| Excerpt to read |
This page is a mirror of Tepples' nesdev forum mirror (URL TBD).
Last updated on Oct-18-2019 Download

ppunroll - optimize PPU writes

ppunroll - optimize PPU writes
by on (#164034)
Hey there,

today I'll share a little command line tool, probably most useful if your project uses CHR RAM.

It does this:
Code:
;data.chr
00 00 00 00 BB BB BC 00

Code:
C:\>ppunroll data.chr
ldx #$00
stx $2007 ;00
stx $2007 ;00
stx $2007 ;00
stx $2007 ;00
ldy #$BB
sty $2007 ;BB
sty $2007 ;BB
iny
sty $2007 ;BC
stx $2007 ;00
;-O7
;size:29
;cycles:38


Personally, I use it for the animation of the main character in Banana Nana, freeing up a substantial amount of space for enemies in the sprite pattern table - while still leaving enough vblank time for animated background tiles.
ROM space does not seem to be much of an issue for homebrews nowadays, so why not!

Another use case: Let's say you have 70 cycles left in vblank...
Code:
C:\>ppunroll -Oc 70 data.chr
ldx #$00
jsr stx4  ;00 00 00 00
ldy #$BB
jsr sty2  ;BB BB
iny
sty $2007 ;BC
stx $2007 ;00
;-O1
;size:17
;cycles:62

The tool automatically chooses a lower optimization level in this case, which stays below 70 cycles, but generates smaller code (see subroutines.asm in the zip archive).

Be warned, the output may often not be optimal, but it should be usable at least. I'll see if I can improve the algorithm one of these days.

Let me know if you find any bugs.

ATTENTION: Check out russelsprouts's post below for his tool, which should generate better output!
Re: ppunroll - optimize PPU writes
by on (#164036)
miau wrote:
Code:
;data.chr
00 00 00 BB BB AA BC 00

Looks like you made a mistake here (doesn't match output).

miau wrote:
Download:
ppunroll-1.0 (C++ source and windows binary)

Might be better to use attachments for posterity.
Re: ppunroll - optimize PPU writes
by on (#164038)
Of course that had to happen! :)
Fixed and attached file instead.
Re: ppunroll - optimize PPU writes
by on (#164042)
Ah, I started working on this idea a few years back (thread), but never released a proper converter. Recently I even worked on a new encoder, which attempted to use other instructions (ASL, LSR, ROR, ROL, INX, DEX, INY, DEY) to save a little space, but the results were less than exciting so I dropped it. I'm still considering using this for animating the player's sprite in my current project, but I'm trying more conventional approaches first.
Re: ppunroll - optimize PPU writes
by on (#164094)
Heh, I didn't even consider bit shifts. Some interesting contributions in that thread. It would be nice to have a tool that generates a perfect sequence of instructions or comes very close at least, but it seems to be quite a challenge indeed. I feel I'm not good enough of a programmer to pull that off in any reasonable amount of time and it probably wouldn't be worth it. Yet, if anyone else feels up to the task, I'd be extremely interested to see what he/she comes up wih.

| Rows |
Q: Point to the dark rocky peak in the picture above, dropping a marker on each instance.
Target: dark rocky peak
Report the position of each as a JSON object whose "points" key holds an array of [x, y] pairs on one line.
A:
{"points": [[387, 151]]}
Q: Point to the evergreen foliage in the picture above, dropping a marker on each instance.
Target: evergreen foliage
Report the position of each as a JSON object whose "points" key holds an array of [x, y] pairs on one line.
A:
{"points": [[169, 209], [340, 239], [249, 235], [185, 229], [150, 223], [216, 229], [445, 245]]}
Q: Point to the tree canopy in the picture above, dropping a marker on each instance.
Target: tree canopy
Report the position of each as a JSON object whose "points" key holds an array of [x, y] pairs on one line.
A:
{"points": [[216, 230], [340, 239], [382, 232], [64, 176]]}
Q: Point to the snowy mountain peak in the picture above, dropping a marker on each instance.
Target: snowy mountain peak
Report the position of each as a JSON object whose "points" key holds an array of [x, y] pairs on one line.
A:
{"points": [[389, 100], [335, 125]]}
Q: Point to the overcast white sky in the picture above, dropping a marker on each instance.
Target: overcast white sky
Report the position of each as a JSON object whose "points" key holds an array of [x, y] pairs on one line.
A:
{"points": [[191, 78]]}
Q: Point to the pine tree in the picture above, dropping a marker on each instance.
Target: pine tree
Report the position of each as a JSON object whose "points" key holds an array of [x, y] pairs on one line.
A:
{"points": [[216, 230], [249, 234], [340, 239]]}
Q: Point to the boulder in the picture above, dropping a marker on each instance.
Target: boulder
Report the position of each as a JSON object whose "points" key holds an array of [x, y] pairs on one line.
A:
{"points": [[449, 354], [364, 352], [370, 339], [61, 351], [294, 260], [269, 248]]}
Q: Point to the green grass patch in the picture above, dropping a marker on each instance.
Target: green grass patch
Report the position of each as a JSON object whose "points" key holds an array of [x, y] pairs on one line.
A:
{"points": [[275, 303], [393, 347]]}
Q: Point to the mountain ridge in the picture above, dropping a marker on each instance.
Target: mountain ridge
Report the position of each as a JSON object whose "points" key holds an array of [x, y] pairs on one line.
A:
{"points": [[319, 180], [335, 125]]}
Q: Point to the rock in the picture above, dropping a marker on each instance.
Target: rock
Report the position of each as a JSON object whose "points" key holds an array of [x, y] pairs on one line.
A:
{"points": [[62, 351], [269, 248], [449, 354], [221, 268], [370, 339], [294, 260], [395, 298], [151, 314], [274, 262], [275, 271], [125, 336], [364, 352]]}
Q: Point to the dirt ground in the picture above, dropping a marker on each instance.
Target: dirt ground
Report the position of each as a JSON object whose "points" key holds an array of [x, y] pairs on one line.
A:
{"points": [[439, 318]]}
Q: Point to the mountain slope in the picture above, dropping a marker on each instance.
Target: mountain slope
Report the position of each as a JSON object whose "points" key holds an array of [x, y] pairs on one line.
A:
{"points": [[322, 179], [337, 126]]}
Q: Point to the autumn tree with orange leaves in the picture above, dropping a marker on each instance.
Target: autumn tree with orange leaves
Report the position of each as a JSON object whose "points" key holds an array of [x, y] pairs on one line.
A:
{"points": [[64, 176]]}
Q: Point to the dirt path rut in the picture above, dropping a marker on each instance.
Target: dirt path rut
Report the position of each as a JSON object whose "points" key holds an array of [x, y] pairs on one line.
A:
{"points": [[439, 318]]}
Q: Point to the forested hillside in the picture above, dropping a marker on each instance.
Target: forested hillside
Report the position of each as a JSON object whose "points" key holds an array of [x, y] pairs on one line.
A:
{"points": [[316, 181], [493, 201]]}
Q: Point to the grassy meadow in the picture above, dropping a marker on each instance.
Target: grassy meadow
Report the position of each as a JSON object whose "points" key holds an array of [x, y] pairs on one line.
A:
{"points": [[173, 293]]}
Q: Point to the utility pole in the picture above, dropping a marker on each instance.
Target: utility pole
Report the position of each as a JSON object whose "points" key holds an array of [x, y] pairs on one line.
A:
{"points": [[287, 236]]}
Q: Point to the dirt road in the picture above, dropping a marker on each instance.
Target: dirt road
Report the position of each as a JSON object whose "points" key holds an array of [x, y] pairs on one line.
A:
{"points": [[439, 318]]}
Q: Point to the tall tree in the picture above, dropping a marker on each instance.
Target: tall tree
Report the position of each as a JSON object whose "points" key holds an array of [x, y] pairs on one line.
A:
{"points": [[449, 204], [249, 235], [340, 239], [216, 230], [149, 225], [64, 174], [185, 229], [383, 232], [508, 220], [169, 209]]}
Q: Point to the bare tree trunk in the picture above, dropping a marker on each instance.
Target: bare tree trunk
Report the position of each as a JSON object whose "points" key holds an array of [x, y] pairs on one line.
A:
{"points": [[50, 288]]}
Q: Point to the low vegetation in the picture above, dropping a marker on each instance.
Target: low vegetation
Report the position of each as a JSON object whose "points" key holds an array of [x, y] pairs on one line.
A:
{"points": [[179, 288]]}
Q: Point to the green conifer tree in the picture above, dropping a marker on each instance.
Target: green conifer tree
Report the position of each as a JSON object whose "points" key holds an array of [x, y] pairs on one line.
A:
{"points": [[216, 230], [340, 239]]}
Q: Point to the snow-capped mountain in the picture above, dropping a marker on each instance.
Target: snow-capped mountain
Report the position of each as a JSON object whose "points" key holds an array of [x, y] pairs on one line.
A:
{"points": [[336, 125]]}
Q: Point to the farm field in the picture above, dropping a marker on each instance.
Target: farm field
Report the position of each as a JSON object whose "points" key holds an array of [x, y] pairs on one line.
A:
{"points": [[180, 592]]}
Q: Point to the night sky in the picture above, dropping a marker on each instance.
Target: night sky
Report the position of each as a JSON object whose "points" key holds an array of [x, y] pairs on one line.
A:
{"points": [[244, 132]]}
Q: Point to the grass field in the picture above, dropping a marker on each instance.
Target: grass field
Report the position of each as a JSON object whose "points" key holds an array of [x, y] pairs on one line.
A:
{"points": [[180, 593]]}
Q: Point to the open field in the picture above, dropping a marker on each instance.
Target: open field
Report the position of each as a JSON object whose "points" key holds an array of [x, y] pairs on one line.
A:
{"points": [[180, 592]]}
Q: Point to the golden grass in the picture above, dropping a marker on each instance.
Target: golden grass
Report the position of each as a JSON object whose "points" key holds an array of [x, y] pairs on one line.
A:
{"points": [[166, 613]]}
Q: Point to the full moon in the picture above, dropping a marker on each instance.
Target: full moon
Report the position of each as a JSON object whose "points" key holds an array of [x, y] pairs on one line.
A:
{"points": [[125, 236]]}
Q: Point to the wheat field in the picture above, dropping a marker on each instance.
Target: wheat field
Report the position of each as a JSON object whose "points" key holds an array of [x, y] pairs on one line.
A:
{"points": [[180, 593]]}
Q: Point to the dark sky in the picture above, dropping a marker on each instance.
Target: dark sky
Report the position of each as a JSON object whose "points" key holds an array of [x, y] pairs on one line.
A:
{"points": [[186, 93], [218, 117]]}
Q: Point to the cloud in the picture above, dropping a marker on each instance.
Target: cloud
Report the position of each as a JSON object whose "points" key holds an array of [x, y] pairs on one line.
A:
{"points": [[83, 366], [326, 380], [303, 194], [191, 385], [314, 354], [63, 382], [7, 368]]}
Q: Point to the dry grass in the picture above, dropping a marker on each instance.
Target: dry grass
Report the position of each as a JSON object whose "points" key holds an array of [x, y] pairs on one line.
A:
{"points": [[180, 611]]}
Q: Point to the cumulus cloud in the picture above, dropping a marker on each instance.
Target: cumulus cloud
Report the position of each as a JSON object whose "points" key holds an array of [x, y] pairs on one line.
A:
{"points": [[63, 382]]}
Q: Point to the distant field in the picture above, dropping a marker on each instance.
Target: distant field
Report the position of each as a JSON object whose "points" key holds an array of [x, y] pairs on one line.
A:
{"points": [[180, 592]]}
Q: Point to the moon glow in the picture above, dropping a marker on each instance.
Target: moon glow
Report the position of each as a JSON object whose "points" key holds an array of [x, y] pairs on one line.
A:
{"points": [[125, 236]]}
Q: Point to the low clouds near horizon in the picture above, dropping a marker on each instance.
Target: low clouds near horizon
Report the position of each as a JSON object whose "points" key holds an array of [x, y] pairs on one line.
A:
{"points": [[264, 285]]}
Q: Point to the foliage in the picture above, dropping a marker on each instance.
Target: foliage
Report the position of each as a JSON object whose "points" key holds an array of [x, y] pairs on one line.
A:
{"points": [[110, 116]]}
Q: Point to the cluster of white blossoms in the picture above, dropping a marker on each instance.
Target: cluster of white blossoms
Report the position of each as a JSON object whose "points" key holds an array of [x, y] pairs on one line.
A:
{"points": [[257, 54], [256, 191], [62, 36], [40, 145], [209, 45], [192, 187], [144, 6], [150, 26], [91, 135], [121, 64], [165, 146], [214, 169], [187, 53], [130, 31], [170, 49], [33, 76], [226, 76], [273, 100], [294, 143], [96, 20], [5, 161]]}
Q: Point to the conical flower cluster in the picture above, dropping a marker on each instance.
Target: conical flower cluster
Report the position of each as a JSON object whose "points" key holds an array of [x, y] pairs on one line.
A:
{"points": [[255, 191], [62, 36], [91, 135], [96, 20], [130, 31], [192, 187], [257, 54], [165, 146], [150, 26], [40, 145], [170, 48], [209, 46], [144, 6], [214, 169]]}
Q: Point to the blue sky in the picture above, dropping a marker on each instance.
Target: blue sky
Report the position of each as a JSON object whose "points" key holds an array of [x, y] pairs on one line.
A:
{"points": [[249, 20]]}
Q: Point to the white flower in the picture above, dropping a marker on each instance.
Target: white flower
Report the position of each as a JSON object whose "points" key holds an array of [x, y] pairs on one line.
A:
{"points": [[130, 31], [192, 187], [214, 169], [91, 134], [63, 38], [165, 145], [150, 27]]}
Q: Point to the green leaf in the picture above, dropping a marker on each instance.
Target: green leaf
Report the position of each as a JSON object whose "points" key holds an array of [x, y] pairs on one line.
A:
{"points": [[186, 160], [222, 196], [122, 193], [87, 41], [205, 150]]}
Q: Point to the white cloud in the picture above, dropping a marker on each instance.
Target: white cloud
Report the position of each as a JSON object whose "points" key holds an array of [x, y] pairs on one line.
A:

| Task |
Continue the ppunroll forum thread, writing what comes after its final post.

| Written answer |
I needed something to integrate into my build chain and this tool does nicely so far. If there's a need to squeeze off a few bytes for the final build, once all graphics are set in stone, one can still optimize manually.
Re: ppunroll - optimize PPU writes
by on (#164228)
Isn't NES code that does this into (W)RAM basically what one wants to do for optimizing PPU bandwidth?
Re: ppunroll - optimize PPU writes
by on (#164230)
Yes, but WRAM isn't always available, and filling a buffer like this is somewhat slow, since you only write every 5th byte, but if you have some ROM available, you can still benefit from the faster VRAM transfers for commonly used data, such as patterns.
Re: ppunroll - optimize PPU writes
by on (#164269)
I thought about it, and I wrote a program that can find the shortest (in bytes) program that takes the least number of cycles. There is a linear algorithm, but unfortunately it has very high constants, so it is really slow -- probably impractical. I'll see if I can speed it up and release it. EDIT: Turns out the program does work on smallish inputs.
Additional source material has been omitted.